THE TASK: Copy everything from the line containing "Please put a marker on the window" down to the end of the records, substituting "dot" for every "marker" and changing nothing else.

AVAILABLE DATA:
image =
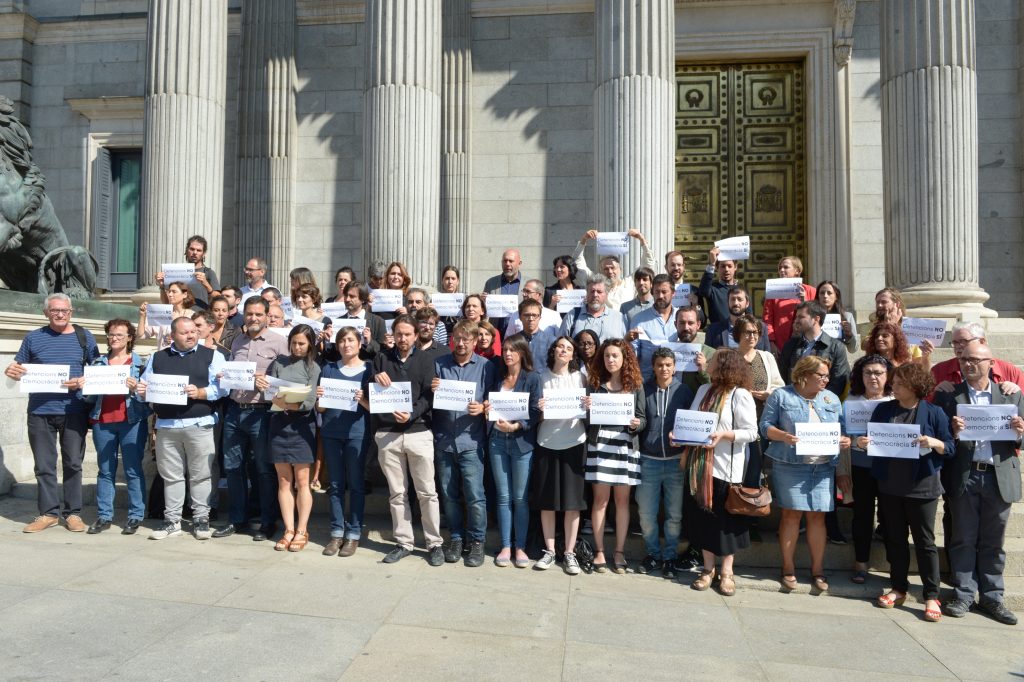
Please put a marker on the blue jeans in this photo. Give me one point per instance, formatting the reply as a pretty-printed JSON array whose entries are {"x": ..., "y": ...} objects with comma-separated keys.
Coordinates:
[
  {"x": 462, "y": 480},
  {"x": 247, "y": 439},
  {"x": 346, "y": 463},
  {"x": 510, "y": 467},
  {"x": 660, "y": 480},
  {"x": 130, "y": 439}
]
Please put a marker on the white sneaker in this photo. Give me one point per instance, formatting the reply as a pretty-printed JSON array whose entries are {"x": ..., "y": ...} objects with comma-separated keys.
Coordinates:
[{"x": 167, "y": 529}]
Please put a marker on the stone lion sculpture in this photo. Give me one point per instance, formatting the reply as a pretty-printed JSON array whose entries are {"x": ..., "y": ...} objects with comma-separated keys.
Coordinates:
[{"x": 35, "y": 255}]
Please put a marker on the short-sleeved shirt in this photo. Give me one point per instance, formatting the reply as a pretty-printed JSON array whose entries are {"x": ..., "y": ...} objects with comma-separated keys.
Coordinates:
[{"x": 44, "y": 346}]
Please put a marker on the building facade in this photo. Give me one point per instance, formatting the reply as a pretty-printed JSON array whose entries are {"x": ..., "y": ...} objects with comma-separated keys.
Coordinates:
[{"x": 881, "y": 140}]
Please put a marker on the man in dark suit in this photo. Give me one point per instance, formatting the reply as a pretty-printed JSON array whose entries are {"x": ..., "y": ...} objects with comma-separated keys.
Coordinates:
[
  {"x": 982, "y": 481},
  {"x": 719, "y": 334},
  {"x": 808, "y": 339}
]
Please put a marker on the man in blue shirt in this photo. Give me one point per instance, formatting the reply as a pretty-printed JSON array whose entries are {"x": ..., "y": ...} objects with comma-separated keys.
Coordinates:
[
  {"x": 52, "y": 415},
  {"x": 184, "y": 432},
  {"x": 459, "y": 442}
]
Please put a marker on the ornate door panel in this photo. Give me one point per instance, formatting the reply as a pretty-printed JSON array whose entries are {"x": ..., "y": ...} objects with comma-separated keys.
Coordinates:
[{"x": 739, "y": 164}]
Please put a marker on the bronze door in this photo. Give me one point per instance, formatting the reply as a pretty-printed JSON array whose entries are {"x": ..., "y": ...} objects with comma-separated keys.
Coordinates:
[{"x": 739, "y": 165}]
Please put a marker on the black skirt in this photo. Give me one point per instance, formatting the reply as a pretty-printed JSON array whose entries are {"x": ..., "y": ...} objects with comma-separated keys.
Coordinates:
[
  {"x": 556, "y": 478},
  {"x": 717, "y": 530},
  {"x": 293, "y": 437}
]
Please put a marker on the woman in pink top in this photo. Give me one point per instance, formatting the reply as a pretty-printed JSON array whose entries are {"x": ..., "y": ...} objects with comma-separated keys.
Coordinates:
[{"x": 778, "y": 312}]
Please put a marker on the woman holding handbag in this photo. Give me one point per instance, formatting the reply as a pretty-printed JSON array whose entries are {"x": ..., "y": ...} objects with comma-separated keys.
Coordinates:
[{"x": 710, "y": 469}]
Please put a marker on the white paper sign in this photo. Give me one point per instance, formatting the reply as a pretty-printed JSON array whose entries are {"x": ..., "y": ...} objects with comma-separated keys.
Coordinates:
[
  {"x": 158, "y": 314},
  {"x": 611, "y": 409},
  {"x": 693, "y": 426},
  {"x": 734, "y": 248},
  {"x": 570, "y": 299},
  {"x": 167, "y": 389},
  {"x": 340, "y": 394},
  {"x": 509, "y": 406},
  {"x": 920, "y": 329},
  {"x": 817, "y": 438},
  {"x": 564, "y": 402},
  {"x": 178, "y": 272},
  {"x": 385, "y": 300},
  {"x": 105, "y": 380},
  {"x": 612, "y": 244},
  {"x": 448, "y": 305},
  {"x": 44, "y": 378},
  {"x": 239, "y": 375},
  {"x": 834, "y": 326},
  {"x": 898, "y": 440},
  {"x": 682, "y": 296},
  {"x": 987, "y": 422},
  {"x": 783, "y": 288},
  {"x": 858, "y": 413},
  {"x": 396, "y": 397}
]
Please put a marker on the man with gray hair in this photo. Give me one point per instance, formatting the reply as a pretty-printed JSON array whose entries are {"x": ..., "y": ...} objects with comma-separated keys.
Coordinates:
[
  {"x": 596, "y": 315},
  {"x": 55, "y": 414}
]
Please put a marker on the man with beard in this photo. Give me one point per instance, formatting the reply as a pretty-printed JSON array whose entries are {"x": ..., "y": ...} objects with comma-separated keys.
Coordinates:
[
  {"x": 597, "y": 316},
  {"x": 246, "y": 429}
]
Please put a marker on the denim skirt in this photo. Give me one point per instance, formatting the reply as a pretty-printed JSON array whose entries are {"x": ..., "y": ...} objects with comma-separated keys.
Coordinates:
[{"x": 803, "y": 486}]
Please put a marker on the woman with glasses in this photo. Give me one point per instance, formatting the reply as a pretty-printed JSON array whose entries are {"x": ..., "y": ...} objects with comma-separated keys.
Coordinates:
[{"x": 802, "y": 484}]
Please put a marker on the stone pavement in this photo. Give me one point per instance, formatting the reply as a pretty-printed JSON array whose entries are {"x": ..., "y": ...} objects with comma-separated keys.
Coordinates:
[{"x": 90, "y": 607}]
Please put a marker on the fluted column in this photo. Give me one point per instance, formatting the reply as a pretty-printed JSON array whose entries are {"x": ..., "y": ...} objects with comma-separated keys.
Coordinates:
[
  {"x": 634, "y": 110},
  {"x": 930, "y": 162},
  {"x": 457, "y": 73},
  {"x": 183, "y": 137},
  {"x": 402, "y": 130},
  {"x": 266, "y": 136}
]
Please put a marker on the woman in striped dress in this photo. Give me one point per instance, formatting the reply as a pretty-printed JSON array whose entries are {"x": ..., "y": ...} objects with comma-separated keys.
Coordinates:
[{"x": 612, "y": 457}]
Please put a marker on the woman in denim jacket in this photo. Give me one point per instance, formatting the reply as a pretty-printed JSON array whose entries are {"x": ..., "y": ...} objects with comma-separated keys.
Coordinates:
[
  {"x": 802, "y": 484},
  {"x": 119, "y": 422}
]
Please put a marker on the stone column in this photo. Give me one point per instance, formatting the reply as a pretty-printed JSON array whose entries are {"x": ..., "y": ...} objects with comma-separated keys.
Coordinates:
[
  {"x": 183, "y": 138},
  {"x": 634, "y": 122},
  {"x": 930, "y": 162},
  {"x": 266, "y": 136},
  {"x": 401, "y": 114},
  {"x": 457, "y": 73}
]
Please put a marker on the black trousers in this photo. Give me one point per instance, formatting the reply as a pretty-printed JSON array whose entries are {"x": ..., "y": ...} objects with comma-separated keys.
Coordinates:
[{"x": 899, "y": 514}]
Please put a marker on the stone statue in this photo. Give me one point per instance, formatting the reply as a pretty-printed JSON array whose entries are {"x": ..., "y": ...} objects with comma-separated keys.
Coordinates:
[{"x": 35, "y": 255}]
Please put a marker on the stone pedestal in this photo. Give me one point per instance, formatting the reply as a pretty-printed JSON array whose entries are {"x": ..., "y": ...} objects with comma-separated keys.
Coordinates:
[
  {"x": 401, "y": 114},
  {"x": 457, "y": 73},
  {"x": 266, "y": 136},
  {"x": 183, "y": 138},
  {"x": 930, "y": 162},
  {"x": 634, "y": 122}
]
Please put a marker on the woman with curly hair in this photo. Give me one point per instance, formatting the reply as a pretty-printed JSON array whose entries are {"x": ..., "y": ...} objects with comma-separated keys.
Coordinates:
[{"x": 612, "y": 456}]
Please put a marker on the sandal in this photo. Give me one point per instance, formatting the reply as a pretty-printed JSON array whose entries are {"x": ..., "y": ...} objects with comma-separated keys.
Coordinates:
[
  {"x": 285, "y": 541},
  {"x": 704, "y": 581},
  {"x": 892, "y": 599},
  {"x": 297, "y": 545},
  {"x": 726, "y": 585}
]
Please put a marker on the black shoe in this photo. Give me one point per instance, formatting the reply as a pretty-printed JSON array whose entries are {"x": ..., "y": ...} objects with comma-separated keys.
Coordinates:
[
  {"x": 225, "y": 531},
  {"x": 956, "y": 608},
  {"x": 475, "y": 557},
  {"x": 397, "y": 554},
  {"x": 454, "y": 551},
  {"x": 997, "y": 611},
  {"x": 649, "y": 564}
]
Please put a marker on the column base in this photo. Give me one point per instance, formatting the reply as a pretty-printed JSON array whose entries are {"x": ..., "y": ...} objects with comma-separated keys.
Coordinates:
[{"x": 961, "y": 301}]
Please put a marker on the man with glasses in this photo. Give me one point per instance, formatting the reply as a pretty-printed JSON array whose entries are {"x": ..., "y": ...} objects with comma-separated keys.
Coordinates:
[
  {"x": 62, "y": 415},
  {"x": 809, "y": 340},
  {"x": 982, "y": 481}
]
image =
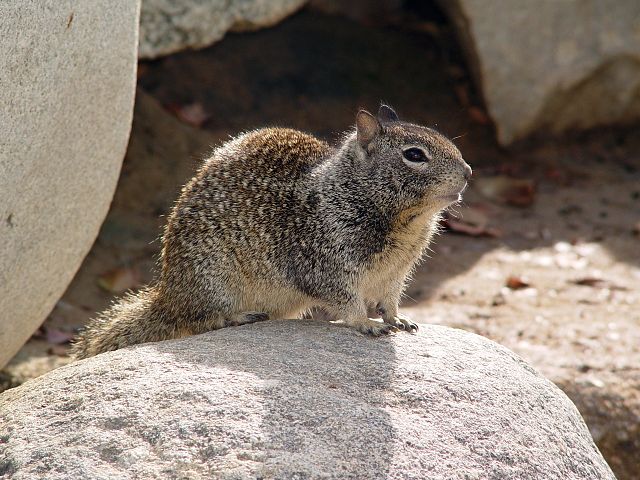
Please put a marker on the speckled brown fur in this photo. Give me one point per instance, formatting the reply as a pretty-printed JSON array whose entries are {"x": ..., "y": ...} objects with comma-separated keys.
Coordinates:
[{"x": 277, "y": 222}]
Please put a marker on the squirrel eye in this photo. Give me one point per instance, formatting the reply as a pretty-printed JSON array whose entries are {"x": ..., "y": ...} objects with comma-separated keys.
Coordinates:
[{"x": 414, "y": 154}]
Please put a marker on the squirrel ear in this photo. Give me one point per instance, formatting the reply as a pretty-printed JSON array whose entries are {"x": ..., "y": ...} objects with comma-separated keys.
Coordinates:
[
  {"x": 387, "y": 114},
  {"x": 367, "y": 127}
]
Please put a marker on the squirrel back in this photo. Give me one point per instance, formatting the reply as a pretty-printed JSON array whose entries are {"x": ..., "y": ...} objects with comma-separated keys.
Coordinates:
[{"x": 277, "y": 222}]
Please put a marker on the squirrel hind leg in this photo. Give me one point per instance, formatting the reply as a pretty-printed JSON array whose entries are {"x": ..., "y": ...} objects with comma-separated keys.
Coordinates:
[{"x": 245, "y": 318}]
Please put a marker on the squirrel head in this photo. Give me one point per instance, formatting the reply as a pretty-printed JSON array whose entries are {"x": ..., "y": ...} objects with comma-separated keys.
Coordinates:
[{"x": 414, "y": 165}]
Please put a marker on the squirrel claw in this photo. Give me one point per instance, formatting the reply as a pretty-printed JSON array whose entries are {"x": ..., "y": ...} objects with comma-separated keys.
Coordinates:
[
  {"x": 401, "y": 322},
  {"x": 377, "y": 329}
]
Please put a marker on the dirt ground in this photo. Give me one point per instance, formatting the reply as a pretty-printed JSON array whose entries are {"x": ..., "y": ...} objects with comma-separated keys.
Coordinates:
[{"x": 543, "y": 256}]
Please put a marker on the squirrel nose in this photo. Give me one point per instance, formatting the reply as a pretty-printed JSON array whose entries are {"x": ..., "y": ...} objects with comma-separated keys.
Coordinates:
[{"x": 467, "y": 171}]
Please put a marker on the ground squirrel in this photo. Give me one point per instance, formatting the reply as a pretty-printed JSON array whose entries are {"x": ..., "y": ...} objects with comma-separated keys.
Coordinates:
[{"x": 277, "y": 222}]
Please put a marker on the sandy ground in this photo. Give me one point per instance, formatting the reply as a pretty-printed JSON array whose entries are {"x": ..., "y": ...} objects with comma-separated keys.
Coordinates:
[{"x": 544, "y": 252}]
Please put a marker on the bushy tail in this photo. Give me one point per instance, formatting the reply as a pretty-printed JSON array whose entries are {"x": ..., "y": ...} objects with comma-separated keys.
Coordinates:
[{"x": 136, "y": 318}]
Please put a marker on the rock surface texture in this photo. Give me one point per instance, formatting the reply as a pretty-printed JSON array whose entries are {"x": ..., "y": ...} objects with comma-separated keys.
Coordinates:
[
  {"x": 168, "y": 26},
  {"x": 68, "y": 82},
  {"x": 550, "y": 65},
  {"x": 298, "y": 399}
]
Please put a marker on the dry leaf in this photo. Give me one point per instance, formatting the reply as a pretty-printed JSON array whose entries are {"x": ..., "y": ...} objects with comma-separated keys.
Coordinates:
[
  {"x": 478, "y": 116},
  {"x": 193, "y": 113},
  {"x": 512, "y": 191},
  {"x": 56, "y": 336},
  {"x": 59, "y": 350},
  {"x": 119, "y": 280},
  {"x": 596, "y": 282}
]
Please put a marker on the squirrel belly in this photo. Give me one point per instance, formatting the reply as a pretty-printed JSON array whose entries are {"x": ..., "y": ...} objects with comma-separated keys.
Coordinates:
[{"x": 277, "y": 222}]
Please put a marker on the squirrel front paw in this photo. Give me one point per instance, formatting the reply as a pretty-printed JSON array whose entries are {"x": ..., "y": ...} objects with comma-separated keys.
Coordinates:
[
  {"x": 402, "y": 323},
  {"x": 373, "y": 327}
]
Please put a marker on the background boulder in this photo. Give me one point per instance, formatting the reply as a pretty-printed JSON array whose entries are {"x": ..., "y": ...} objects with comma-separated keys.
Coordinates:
[
  {"x": 298, "y": 399},
  {"x": 68, "y": 82},
  {"x": 549, "y": 65},
  {"x": 168, "y": 26}
]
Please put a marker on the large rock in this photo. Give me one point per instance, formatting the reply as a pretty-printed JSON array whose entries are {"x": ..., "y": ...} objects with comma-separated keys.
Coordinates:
[
  {"x": 68, "y": 80},
  {"x": 298, "y": 399},
  {"x": 552, "y": 65},
  {"x": 168, "y": 26}
]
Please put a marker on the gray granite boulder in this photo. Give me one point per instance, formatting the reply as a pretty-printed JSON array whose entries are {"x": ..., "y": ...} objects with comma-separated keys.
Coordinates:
[
  {"x": 550, "y": 65},
  {"x": 68, "y": 74},
  {"x": 298, "y": 399},
  {"x": 168, "y": 26}
]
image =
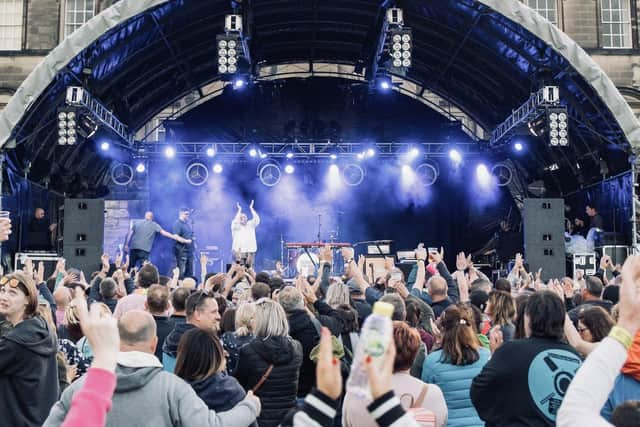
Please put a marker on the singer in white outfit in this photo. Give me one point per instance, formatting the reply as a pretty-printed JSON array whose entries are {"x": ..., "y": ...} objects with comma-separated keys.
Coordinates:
[{"x": 243, "y": 232}]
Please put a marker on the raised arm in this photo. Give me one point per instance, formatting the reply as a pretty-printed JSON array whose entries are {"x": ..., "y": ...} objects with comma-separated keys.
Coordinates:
[{"x": 255, "y": 218}]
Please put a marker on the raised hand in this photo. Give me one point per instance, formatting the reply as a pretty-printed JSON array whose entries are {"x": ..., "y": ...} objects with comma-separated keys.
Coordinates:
[{"x": 328, "y": 375}]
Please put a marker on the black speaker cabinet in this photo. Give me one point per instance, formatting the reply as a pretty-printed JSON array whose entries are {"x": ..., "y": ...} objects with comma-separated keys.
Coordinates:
[{"x": 544, "y": 236}]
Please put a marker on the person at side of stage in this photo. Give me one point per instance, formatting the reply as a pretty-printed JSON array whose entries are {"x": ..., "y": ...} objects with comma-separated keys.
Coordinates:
[
  {"x": 140, "y": 239},
  {"x": 184, "y": 251},
  {"x": 243, "y": 232}
]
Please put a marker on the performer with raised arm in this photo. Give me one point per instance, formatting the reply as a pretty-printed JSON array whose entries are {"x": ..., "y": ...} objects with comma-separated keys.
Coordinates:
[
  {"x": 243, "y": 232},
  {"x": 140, "y": 239}
]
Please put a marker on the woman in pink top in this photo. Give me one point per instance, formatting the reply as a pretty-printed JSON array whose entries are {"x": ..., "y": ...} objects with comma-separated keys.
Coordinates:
[{"x": 412, "y": 392}]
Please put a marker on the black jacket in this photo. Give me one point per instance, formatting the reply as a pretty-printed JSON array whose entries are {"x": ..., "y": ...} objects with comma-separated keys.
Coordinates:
[
  {"x": 221, "y": 392},
  {"x": 28, "y": 373},
  {"x": 278, "y": 393},
  {"x": 164, "y": 326},
  {"x": 524, "y": 382},
  {"x": 172, "y": 340}
]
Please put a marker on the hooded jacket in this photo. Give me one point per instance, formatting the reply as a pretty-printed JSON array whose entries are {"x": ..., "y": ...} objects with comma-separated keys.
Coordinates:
[
  {"x": 220, "y": 392},
  {"x": 627, "y": 385},
  {"x": 149, "y": 396},
  {"x": 28, "y": 373},
  {"x": 172, "y": 340},
  {"x": 278, "y": 393}
]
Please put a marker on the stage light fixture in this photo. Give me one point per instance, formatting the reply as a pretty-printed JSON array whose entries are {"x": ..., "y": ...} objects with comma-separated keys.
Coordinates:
[
  {"x": 557, "y": 120},
  {"x": 230, "y": 51},
  {"x": 169, "y": 152},
  {"x": 455, "y": 156},
  {"x": 67, "y": 122},
  {"x": 483, "y": 175},
  {"x": 400, "y": 50}
]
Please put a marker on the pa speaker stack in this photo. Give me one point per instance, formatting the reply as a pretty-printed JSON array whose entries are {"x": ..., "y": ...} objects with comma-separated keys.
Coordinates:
[
  {"x": 83, "y": 234},
  {"x": 544, "y": 237}
]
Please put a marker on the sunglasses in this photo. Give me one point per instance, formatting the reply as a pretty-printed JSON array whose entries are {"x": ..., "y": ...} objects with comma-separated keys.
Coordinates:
[{"x": 13, "y": 282}]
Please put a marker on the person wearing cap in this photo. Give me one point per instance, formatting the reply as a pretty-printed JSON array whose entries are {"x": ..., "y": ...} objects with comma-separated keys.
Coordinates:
[
  {"x": 28, "y": 366},
  {"x": 183, "y": 251}
]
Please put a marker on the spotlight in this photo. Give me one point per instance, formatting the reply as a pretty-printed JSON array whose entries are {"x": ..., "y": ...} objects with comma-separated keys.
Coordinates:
[
  {"x": 229, "y": 53},
  {"x": 558, "y": 126},
  {"x": 482, "y": 175},
  {"x": 239, "y": 83},
  {"x": 455, "y": 156}
]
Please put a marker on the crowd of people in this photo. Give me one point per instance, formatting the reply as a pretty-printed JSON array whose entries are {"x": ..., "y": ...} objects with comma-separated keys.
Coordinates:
[{"x": 133, "y": 347}]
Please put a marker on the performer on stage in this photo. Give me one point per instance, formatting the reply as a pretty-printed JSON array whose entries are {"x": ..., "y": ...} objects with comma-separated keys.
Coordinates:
[
  {"x": 140, "y": 238},
  {"x": 184, "y": 251},
  {"x": 244, "y": 236}
]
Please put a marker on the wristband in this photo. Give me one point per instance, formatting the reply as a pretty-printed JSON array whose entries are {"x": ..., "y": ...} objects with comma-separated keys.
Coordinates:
[{"x": 622, "y": 336}]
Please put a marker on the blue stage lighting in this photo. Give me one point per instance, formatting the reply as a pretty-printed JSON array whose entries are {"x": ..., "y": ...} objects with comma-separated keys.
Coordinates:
[{"x": 455, "y": 156}]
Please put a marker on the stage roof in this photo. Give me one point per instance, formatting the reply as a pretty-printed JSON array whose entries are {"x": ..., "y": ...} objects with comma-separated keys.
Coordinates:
[{"x": 483, "y": 56}]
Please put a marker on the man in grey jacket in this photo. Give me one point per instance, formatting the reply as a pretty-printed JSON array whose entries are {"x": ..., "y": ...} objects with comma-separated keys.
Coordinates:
[{"x": 147, "y": 395}]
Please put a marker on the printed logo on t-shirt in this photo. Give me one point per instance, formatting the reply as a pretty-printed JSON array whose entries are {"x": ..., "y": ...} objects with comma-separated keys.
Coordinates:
[{"x": 550, "y": 374}]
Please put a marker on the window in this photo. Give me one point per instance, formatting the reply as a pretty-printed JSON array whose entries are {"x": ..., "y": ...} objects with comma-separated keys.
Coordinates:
[
  {"x": 76, "y": 14},
  {"x": 615, "y": 24},
  {"x": 547, "y": 8},
  {"x": 11, "y": 24}
]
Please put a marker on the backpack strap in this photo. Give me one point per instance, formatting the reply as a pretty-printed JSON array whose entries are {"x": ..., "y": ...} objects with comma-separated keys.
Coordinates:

SOLVED EXERCISE:
Please put a dot on the window in this photo. Give me one point per instance, formatting the reply as a pretty-printed JSON array whose entries are {"x": ..., "y": ...} objects with comma-separated keys.
Coordinates:
[
  {"x": 76, "y": 14},
  {"x": 615, "y": 24},
  {"x": 547, "y": 8},
  {"x": 11, "y": 24}
]
Please put a dot on the backpack strap in this photo. Give me one point per instance, formatting the reply as a pretty-printed JSON array whose entries are {"x": ..., "y": ...} objects with comma-separated keys.
Coordinates:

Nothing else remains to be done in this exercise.